British Royal Navy officer

Vice-Admiral Sir Thomas Herbert, KCB (February 1793 – 4 August 1861), was a British Royal Navy officer. He served in the Napoleonic Wars, War of 1812, and First Anglo-Chinese War. From 1847 to 1849, he was commodore of the South East Coast of America Station. Herbert served as Member of Parliament for Dartmouth as a Conservative from 1852 to 1857.

== Early career ==
Herbert was born in County Kerry, Ireland, in February 1793 as the second son of Richard Townsend Herbert, esquire of Cahirnane, County Kerry (where the Herbert family had been seated since the reign of King Charles II), and his wife Jane, daughter of Anthony Stoughton, esquire of Ballyhorgan. Among his ancestors was Sir Richard Herbert of Coldbrook, who was beheaded with his brother William, Earl of Pembroke at Banbury, the day after the Battle of Edgecote Moor on 26 July 1469.

Herbert joined the Royal Navy on 23 July 1803 as a first-class volunteer on board HMS Excellent under Captain Frank Sotheron. In that ship he went to the Mediterranean and was invested with the rating of midshipman on 1 January 1804. After assisting in the defence of Gaeta and the capture of Capri in 1806, he moved to HMS Blonde under Captain Volant Vashon Ballard, whom he accompanied to the West Indies Station, where he witnessed the reduction of the Danish West Indies and contributed to the capture of five privateers carrying 58 guns and 515 men. On 1 August 1809, as a reward for his conduct as prize-master of L'Alert, containing 20 guns and 149 men, Herbert was made a lieutenant by Sir Alexander Cochrane in his flagship HMS Neptune, on the recommendation of Ballard. He was officially promoted on 10 October.

== War of 1812 ==
From March 1810 to June 1814, Herbert served as a lieutenant on board under Captain James Athol Wood in the West Indies, Home, and Mediterranean stations. In 1814, he became first lieutenant under Captain Charles John Napier of the frigate HMS Euryalus, in which he served in the War of 1812 against the United States. He was mentioned in the dispatches of Sir James Gordon for his ability and exertions displayed throughout the operations on the Potomac River, including the capture of Fort Washington and Raid on Alexandria. After serving in over twenty engagements and being wounded three times, he was promoted to commander on 19 October 1814. He did not take up his commission until February 1815, and he remained on half-pay until 6 September 1821.

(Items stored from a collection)
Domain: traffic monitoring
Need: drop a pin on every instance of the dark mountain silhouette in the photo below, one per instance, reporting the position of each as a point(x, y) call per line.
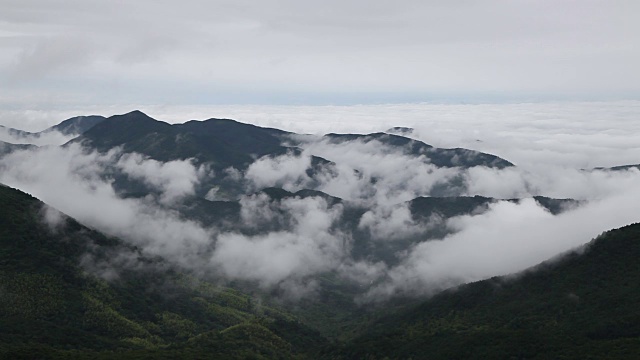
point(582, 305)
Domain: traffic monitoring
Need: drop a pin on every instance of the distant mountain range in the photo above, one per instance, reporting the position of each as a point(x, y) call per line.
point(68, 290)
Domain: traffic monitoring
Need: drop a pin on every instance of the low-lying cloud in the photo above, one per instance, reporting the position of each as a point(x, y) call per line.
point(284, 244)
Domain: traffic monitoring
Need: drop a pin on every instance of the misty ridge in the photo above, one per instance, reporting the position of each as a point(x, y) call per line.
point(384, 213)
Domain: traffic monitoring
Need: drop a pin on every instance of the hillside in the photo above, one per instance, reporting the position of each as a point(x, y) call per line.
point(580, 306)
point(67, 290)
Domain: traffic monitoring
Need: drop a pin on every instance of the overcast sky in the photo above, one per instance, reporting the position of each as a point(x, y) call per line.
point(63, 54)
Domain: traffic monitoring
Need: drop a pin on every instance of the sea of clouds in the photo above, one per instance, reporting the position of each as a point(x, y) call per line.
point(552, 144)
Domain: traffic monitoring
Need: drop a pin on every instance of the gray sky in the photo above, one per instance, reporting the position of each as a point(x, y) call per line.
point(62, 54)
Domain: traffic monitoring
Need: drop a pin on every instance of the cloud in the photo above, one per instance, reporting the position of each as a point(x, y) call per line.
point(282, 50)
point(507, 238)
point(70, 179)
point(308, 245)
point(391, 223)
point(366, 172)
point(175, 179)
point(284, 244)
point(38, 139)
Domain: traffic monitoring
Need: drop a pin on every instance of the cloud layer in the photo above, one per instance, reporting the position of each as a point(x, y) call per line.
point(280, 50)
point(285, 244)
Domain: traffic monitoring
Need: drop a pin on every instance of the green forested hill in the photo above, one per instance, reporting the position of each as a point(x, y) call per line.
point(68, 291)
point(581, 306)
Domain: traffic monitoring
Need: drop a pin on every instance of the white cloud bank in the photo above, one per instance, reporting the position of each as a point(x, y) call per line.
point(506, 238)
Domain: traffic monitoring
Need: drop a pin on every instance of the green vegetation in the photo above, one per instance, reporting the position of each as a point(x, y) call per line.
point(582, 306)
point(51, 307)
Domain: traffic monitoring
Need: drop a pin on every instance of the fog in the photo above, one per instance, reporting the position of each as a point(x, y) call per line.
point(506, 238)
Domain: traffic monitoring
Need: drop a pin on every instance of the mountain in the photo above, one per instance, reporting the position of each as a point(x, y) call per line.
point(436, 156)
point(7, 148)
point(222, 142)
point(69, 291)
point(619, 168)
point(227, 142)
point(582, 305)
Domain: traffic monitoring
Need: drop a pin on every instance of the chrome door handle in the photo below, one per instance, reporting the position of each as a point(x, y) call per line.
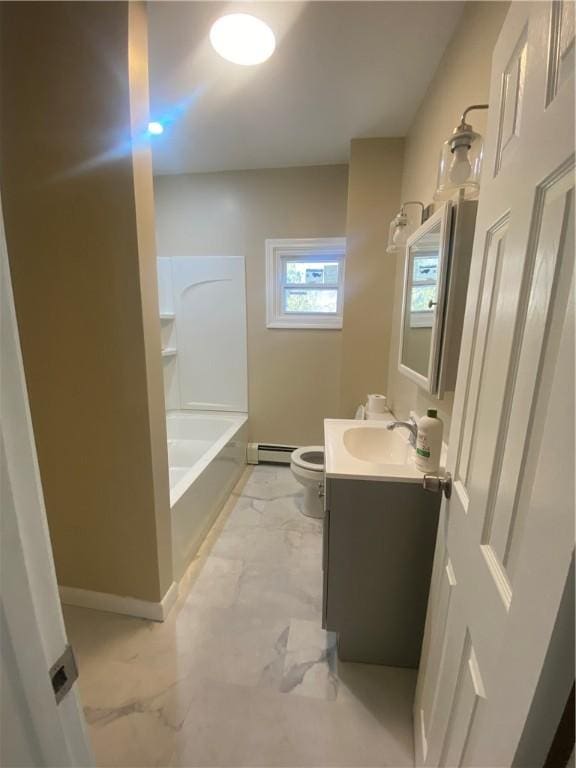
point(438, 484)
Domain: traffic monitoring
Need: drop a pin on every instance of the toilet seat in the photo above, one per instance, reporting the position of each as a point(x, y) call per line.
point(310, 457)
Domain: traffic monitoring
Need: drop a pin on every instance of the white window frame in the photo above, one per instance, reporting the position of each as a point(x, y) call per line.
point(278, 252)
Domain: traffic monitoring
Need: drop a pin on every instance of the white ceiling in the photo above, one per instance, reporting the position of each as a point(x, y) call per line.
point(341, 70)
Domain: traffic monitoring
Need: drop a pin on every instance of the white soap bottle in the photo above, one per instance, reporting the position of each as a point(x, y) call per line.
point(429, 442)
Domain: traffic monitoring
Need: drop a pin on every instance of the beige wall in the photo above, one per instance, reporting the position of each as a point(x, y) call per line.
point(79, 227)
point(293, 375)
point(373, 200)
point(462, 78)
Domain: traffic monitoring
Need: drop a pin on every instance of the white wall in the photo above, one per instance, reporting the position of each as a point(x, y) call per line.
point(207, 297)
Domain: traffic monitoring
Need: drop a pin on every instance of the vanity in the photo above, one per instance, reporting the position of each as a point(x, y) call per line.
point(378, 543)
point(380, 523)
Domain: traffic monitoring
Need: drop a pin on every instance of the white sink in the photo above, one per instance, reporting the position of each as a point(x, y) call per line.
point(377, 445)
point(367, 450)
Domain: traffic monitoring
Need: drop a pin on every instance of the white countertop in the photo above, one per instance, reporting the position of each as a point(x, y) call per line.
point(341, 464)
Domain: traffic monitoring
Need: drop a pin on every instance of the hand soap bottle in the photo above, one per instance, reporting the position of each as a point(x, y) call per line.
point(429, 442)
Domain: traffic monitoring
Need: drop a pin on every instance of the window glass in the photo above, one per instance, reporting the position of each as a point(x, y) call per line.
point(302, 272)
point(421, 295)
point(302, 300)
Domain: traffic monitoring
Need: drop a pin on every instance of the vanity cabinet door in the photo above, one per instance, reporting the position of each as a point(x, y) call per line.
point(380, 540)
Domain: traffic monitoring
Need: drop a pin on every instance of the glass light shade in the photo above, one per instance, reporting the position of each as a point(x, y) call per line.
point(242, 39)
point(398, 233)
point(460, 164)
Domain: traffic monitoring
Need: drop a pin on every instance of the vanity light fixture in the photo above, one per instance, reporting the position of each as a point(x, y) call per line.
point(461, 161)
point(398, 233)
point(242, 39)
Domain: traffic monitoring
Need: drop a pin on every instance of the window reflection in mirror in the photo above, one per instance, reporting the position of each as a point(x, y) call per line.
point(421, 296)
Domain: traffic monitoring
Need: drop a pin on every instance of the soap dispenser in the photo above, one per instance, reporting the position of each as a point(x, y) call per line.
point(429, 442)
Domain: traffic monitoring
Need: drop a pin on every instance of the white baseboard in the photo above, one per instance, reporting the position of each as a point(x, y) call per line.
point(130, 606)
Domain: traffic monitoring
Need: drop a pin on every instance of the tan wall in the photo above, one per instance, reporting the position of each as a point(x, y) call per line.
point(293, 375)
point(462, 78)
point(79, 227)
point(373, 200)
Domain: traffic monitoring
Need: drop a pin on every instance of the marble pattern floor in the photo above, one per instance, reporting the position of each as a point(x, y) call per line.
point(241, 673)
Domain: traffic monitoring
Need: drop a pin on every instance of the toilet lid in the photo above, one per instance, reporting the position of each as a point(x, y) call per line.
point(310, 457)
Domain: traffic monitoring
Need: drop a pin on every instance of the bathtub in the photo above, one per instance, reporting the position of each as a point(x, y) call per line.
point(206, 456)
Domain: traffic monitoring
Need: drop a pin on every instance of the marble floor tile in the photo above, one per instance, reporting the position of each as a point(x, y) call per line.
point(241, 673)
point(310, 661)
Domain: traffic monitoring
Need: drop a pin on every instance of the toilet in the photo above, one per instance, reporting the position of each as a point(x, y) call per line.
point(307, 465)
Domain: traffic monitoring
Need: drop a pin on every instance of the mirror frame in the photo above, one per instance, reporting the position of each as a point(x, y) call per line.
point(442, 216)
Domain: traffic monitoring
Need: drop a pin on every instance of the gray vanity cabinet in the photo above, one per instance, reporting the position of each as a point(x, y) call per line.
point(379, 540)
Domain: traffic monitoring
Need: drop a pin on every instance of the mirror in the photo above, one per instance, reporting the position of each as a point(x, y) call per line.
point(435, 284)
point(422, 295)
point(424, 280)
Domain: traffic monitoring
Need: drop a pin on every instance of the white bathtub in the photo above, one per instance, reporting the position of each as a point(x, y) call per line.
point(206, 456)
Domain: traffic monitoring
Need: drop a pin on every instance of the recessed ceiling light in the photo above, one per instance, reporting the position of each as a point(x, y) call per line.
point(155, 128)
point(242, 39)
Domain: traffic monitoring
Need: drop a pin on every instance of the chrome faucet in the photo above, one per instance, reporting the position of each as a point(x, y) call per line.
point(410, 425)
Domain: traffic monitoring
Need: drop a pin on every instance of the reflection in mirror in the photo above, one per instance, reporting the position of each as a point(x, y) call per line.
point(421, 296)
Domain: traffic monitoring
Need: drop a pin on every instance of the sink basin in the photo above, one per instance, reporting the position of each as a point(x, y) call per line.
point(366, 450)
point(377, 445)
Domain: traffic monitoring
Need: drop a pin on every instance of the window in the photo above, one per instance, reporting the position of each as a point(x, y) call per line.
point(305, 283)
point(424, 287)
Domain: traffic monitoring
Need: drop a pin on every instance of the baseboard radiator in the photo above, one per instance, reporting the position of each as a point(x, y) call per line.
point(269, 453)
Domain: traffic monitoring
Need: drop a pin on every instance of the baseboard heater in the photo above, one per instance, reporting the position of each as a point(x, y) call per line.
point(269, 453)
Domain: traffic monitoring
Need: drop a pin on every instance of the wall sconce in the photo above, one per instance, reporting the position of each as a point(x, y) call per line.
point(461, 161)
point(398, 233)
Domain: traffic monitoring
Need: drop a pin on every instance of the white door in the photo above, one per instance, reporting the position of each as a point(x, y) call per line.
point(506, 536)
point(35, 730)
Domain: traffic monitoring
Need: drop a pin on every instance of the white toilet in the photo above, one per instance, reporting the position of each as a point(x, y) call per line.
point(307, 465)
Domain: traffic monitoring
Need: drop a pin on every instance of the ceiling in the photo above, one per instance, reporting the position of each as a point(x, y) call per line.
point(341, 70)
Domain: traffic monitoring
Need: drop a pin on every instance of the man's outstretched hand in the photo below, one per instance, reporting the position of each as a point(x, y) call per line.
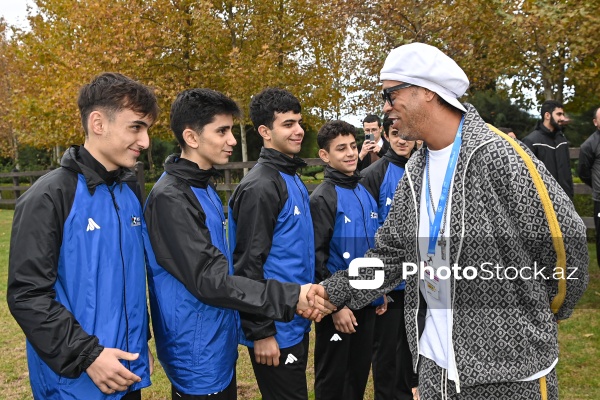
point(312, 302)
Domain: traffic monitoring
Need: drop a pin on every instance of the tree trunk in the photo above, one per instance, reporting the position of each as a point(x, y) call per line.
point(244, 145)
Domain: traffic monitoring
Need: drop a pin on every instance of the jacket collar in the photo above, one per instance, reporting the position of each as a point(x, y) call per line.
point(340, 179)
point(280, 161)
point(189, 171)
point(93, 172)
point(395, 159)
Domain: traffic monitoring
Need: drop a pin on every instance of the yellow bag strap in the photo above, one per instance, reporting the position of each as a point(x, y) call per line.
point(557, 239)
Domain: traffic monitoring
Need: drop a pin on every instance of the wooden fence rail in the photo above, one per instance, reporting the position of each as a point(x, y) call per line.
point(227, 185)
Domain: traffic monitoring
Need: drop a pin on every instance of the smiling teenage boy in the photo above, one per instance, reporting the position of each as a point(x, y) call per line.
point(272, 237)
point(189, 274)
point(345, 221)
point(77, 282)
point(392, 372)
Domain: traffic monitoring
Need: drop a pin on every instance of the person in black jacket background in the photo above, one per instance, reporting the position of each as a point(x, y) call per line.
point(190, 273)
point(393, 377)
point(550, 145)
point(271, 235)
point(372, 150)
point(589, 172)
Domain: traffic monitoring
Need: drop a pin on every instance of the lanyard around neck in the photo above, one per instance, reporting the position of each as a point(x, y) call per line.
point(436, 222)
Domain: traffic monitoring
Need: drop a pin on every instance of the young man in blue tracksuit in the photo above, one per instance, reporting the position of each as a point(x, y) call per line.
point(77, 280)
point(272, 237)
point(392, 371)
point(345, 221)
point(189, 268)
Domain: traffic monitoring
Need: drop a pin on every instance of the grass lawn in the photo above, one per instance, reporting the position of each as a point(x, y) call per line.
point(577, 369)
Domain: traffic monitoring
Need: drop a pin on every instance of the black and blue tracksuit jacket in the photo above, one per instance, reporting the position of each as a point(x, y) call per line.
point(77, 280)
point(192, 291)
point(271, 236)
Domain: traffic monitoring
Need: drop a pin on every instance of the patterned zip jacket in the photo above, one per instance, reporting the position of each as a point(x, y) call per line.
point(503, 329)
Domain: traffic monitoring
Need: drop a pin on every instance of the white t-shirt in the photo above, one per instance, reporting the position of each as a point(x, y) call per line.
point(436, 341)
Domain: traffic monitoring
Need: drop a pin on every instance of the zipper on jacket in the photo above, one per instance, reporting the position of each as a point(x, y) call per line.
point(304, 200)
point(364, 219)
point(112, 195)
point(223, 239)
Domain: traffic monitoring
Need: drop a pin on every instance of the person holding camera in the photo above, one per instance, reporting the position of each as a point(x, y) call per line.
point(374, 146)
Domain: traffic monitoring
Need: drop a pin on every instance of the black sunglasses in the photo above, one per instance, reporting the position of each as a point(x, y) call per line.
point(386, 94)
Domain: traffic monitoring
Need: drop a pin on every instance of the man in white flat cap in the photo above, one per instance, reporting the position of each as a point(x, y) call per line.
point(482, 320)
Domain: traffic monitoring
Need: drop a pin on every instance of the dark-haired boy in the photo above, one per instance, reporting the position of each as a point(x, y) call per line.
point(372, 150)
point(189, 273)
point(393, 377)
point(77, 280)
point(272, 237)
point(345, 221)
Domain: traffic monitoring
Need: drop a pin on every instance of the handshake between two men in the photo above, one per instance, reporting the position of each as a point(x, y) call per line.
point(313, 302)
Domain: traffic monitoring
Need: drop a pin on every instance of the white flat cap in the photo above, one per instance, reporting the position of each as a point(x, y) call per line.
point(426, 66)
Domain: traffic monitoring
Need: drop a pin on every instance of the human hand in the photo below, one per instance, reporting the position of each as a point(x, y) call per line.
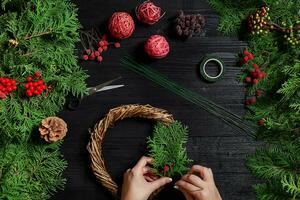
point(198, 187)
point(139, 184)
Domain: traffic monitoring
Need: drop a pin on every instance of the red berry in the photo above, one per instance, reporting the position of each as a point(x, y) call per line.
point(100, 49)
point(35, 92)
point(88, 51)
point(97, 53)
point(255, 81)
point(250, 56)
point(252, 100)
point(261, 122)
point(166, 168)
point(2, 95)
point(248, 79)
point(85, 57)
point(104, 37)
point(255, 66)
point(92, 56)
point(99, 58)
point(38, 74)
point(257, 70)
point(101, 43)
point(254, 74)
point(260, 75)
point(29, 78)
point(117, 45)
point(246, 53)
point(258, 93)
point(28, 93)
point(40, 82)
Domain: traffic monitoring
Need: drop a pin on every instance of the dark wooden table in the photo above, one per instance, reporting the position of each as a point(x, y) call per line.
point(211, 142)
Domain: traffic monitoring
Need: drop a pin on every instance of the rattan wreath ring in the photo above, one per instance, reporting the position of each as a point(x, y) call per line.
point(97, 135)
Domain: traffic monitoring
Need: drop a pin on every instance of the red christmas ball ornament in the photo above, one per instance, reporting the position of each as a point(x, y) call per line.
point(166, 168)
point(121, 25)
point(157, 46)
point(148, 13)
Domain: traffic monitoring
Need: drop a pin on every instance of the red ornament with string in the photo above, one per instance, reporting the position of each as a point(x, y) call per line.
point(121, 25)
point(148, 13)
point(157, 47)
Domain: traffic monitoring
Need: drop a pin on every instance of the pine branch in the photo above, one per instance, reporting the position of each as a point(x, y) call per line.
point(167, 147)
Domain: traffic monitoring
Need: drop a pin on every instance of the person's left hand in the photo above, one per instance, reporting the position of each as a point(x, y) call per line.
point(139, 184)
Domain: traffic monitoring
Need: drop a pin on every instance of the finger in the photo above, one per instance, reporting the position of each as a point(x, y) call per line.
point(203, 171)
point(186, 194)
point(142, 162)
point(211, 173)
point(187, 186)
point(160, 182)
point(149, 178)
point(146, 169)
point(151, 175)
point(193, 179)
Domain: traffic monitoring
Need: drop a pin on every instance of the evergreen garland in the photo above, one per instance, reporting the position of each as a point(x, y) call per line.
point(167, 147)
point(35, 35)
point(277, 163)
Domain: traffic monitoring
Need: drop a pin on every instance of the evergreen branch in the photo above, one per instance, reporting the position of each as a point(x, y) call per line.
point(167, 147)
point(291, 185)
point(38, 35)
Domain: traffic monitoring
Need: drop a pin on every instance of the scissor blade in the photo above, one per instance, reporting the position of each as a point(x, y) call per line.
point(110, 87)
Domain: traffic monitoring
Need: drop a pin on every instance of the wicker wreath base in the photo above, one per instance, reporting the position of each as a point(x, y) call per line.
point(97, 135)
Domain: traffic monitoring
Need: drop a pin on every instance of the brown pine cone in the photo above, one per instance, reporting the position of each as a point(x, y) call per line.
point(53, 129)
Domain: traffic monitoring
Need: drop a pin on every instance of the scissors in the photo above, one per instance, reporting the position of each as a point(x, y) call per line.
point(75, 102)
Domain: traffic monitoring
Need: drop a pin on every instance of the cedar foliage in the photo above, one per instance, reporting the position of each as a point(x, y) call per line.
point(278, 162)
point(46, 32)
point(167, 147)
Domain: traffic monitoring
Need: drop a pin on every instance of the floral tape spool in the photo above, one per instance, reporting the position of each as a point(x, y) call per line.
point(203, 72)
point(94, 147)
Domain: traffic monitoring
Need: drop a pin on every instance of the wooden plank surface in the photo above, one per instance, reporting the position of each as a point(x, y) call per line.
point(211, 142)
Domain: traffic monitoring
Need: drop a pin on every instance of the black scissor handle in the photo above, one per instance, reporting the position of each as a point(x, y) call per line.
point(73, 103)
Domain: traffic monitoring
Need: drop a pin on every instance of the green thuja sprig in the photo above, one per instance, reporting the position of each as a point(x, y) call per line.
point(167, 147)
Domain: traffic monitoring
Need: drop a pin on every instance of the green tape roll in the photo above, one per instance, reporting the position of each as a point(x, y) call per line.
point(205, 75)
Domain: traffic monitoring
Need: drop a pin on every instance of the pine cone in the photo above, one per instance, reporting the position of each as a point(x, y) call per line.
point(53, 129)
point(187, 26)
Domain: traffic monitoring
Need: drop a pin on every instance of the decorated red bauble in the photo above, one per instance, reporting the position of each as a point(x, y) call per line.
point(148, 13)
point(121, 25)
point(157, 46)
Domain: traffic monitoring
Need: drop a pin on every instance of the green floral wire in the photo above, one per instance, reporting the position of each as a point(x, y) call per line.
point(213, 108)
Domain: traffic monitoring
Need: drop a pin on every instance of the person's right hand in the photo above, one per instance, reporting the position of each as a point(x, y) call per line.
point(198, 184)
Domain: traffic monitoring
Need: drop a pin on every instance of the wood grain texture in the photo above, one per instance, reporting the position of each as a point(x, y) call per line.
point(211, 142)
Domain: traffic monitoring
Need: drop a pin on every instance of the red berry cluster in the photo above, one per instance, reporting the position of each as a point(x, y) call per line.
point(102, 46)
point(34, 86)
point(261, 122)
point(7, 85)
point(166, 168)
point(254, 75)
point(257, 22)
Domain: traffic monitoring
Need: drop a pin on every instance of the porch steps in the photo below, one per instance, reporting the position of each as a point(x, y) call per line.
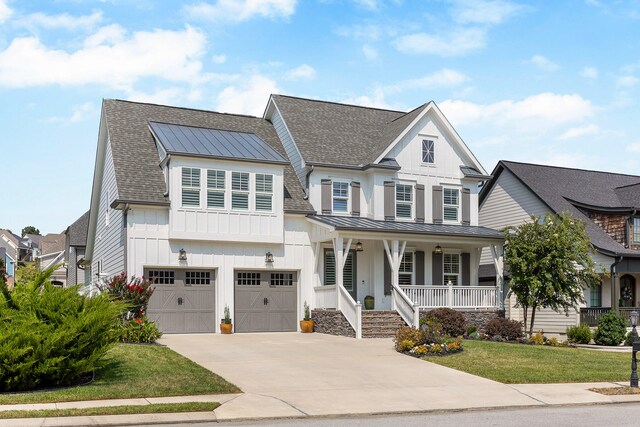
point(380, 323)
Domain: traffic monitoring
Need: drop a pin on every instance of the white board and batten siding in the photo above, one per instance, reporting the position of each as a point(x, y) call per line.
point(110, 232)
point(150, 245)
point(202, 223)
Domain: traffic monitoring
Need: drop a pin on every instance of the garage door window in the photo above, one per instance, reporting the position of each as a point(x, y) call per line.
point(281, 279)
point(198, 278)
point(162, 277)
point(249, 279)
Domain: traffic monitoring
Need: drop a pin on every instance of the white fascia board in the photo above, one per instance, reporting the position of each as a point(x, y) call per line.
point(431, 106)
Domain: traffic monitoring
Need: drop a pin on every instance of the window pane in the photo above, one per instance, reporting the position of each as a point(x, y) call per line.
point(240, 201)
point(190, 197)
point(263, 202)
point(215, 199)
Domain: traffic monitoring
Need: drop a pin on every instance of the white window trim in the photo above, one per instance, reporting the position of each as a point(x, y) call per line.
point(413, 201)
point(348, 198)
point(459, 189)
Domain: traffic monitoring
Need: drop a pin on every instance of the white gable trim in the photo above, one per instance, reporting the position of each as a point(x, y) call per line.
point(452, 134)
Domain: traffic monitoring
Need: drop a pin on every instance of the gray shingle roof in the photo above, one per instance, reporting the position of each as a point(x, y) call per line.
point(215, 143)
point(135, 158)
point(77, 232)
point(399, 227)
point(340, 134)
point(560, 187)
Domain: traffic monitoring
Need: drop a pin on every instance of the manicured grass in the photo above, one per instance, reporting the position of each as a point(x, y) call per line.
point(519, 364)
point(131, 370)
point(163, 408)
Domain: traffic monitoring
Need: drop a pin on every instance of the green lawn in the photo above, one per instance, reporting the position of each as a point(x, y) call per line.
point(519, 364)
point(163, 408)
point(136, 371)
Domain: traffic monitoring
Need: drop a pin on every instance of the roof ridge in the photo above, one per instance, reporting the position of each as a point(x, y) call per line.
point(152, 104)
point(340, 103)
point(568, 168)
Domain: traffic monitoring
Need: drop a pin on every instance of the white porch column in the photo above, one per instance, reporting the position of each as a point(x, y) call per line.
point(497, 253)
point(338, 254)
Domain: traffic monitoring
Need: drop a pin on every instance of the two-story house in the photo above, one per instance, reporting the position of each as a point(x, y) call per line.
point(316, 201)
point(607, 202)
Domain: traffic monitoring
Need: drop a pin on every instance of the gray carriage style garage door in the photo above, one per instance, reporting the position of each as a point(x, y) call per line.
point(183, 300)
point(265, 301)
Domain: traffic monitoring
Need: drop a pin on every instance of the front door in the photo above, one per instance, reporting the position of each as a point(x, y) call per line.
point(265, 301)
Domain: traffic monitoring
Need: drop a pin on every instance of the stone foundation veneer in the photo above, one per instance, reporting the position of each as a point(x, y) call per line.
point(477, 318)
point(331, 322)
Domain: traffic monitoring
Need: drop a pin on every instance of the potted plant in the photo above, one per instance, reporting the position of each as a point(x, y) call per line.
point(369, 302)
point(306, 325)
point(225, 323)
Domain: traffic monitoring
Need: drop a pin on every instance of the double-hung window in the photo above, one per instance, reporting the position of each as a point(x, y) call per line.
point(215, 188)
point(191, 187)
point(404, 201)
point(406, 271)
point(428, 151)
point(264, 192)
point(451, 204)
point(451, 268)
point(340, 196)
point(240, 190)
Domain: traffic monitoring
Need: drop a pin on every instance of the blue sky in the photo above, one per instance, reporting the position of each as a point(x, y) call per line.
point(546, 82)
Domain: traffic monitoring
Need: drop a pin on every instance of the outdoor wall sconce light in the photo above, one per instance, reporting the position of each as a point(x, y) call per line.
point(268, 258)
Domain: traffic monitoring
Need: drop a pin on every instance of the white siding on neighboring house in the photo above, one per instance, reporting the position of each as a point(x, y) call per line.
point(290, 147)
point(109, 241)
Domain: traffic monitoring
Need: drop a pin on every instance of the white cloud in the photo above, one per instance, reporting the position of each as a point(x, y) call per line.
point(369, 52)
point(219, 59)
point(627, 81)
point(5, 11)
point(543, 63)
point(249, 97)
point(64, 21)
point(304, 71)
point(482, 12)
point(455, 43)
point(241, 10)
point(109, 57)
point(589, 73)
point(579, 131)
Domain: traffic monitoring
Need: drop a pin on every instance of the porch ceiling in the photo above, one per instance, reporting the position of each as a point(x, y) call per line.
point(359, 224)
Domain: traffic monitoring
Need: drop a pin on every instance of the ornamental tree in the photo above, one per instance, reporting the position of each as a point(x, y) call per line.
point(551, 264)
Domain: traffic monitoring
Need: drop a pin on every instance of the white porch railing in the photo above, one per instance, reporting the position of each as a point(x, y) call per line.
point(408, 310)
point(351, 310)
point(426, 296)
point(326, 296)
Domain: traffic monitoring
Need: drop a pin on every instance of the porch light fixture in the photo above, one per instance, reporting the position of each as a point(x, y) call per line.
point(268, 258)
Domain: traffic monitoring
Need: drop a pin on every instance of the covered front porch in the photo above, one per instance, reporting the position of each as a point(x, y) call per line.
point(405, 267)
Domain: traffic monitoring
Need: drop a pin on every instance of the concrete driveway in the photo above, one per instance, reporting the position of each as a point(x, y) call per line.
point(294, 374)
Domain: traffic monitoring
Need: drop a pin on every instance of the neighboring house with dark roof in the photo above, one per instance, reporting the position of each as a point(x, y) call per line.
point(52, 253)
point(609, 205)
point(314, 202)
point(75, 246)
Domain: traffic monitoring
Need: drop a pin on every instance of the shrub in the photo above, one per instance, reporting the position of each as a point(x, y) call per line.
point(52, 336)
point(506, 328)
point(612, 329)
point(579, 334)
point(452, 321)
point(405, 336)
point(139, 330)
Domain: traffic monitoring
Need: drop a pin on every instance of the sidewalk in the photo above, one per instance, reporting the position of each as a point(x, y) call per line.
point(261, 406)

→ **ACTIVITY LIST**
1. In the Herbert biography, on what date was Herbert promoted to commander?
2. Return everything in the Herbert biography from "Herbert joined the" down to "on 10 October.".

→ **EXERCISE SOLUTIONS**
1. 19 October 1814

2.
Herbert joined the Royal Navy on 23 July 1803 as a first-class volunteer on board HMS Excellent under Captain Frank Sotheron. In that ship he went to the Mediterranean and was invested with the rating of midshipman on 1 January 1804. After assisting in the defence of Gaeta and the capture of Capri in 1806, he moved to HMS Blonde under Captain Volant Vashon Ballard, whom he accompanied to the West Indies Station, where he witnessed the reduction of the Danish West Indies and contributed to the capture of five privateers carrying 58 guns and 515 men. On 1 August 1809, as a reward for his conduct as prize-master of L'Alert, containing 20 guns and 149 men, Herbert was made a lieutenant by Sir Alexander Cochrane in his flagship HMS Neptune, on the recommendation of Ballard. He was officially promoted on 10 October.